Data listing:
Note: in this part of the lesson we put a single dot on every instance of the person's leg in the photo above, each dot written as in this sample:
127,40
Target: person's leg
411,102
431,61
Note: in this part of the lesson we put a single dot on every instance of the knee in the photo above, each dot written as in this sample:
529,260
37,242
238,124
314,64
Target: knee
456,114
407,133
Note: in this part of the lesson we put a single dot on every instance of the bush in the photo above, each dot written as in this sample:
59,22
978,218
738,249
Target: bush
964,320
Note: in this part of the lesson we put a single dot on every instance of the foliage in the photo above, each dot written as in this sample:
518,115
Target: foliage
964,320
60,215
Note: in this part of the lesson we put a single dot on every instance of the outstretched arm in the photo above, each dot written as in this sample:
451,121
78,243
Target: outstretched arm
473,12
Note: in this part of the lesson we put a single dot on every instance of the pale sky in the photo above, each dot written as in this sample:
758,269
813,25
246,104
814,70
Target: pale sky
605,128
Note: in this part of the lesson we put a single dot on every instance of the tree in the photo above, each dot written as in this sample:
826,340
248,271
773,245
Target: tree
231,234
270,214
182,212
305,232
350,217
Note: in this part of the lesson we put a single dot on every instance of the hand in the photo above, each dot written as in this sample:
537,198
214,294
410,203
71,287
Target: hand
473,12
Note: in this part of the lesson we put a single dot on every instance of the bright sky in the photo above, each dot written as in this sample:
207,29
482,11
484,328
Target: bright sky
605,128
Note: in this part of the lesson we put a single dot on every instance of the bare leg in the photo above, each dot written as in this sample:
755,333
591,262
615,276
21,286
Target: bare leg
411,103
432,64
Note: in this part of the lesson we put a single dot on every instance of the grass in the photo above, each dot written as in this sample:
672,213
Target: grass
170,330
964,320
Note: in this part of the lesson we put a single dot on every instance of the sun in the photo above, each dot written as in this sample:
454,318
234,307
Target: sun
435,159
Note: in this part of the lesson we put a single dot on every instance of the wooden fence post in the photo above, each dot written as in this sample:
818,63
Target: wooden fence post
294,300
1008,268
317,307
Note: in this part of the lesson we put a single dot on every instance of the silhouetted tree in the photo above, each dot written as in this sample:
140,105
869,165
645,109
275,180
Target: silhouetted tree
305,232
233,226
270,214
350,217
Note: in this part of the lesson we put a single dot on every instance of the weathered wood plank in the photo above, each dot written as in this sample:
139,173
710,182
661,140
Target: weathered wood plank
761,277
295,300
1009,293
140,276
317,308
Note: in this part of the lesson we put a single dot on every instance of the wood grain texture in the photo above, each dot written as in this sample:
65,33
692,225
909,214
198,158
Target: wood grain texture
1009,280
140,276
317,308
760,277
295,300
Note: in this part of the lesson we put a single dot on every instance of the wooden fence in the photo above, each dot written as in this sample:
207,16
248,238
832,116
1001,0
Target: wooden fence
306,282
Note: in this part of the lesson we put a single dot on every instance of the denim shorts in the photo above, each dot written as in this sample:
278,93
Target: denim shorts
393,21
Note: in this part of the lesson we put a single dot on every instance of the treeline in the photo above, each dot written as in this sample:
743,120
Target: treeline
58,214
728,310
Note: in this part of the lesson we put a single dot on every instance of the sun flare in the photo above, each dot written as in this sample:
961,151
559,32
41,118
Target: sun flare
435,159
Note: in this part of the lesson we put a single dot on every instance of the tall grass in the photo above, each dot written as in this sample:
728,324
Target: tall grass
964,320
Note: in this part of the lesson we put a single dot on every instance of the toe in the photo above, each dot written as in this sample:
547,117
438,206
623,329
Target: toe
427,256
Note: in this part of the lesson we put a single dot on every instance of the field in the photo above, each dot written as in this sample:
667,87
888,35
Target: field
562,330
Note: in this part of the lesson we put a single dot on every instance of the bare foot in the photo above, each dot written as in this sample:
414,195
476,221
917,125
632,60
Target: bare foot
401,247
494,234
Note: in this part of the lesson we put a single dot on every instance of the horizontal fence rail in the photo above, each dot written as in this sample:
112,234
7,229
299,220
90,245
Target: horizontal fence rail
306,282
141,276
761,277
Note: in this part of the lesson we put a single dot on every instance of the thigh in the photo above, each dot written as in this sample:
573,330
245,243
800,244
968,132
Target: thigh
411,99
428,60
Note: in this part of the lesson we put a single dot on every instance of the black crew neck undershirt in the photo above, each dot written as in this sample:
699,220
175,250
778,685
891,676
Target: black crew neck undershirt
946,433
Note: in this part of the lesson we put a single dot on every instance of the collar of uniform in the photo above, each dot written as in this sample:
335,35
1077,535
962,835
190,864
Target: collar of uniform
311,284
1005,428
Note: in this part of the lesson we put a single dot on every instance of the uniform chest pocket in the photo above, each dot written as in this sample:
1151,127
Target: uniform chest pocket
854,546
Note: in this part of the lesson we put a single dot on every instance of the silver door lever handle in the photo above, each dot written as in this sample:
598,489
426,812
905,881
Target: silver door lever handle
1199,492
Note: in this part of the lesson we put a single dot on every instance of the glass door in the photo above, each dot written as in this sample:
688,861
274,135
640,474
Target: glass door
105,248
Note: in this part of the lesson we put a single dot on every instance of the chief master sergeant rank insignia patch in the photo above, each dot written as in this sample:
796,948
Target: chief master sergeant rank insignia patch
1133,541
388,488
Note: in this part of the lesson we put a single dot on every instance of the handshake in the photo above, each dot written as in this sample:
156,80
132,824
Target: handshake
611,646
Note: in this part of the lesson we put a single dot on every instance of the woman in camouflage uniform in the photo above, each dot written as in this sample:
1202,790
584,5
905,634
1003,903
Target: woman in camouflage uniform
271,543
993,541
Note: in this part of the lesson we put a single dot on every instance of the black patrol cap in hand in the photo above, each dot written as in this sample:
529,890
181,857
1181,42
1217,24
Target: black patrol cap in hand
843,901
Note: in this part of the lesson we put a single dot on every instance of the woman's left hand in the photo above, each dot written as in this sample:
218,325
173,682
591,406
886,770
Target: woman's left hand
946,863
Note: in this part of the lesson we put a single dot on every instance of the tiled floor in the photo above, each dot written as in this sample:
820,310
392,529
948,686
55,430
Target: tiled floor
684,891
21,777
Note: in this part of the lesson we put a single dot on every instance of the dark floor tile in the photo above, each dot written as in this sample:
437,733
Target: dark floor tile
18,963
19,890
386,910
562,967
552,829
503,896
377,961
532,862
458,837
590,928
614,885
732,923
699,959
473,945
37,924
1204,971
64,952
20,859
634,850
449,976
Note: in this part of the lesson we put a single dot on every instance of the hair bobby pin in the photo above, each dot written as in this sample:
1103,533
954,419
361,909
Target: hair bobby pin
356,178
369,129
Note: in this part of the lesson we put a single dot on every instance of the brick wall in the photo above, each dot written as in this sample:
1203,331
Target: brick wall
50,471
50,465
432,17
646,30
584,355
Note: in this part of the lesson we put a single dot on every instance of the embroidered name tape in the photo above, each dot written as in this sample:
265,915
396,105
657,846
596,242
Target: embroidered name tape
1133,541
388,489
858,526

Task instructions: Give back exactly the lines from the line containing "the woman in" to the end of the entries, and no other lines.

Right answer:
Note: in this part of the lesson we put a single dot on every instance of the woman in camouflage uniform in the photo above, each dot written as in this sample:
1202,790
584,5
905,634
1003,903
Target: woman in camouflage uniform
271,543
993,541
Note: in this part of the lesson we put a single dot on every instance of the black patrol cap in hand in the photo above, each dot written as in this sample:
529,890
181,857
1181,42
1217,24
Target: black patrol cap in hand
843,901
Note: in this part of the lesson we put a single dot on every instance of the woman's left hand in the photo above, each dot written as in this sample:
218,325
173,682
591,406
886,770
Target: woman's left hand
946,863
Note: in this part of the lesson we put a single dot on every instance of the tiled floor in the photo above, each dot written as in this sample:
820,310
392,529
948,686
55,430
Target: tiled floor
684,891
21,777
Note: in this part of the lesson we put a single dot on every instance of the dark floor tile in the photo above, each dot written as in this sample:
437,733
Target: dark floor tile
18,963
19,890
386,910
562,967
552,829
503,896
377,961
532,862
458,837
590,928
614,885
732,923
699,959
473,945
37,924
1204,971
64,952
20,859
634,850
449,976
Note: in this part of the lesson we put a single dot on every instance of the hair bobby pin in the photo above, each dot written as in this sample:
1103,533
954,419
361,909
Target: hair bobby pin
356,178
369,129
Note: in this part of the lesson we put a single dot on every instance of the brick wall in the photo above, each dot written as in this sample:
1203,331
Target: brick wall
50,471
50,465
432,17
646,30
584,355
Note: in this part of the lesson we put a single dot on every instance of the embroidered name tape in the photo above, each dot written as in this sample:
265,915
396,105
657,846
596,242
Target: embroidered name tape
1133,541
388,489
858,526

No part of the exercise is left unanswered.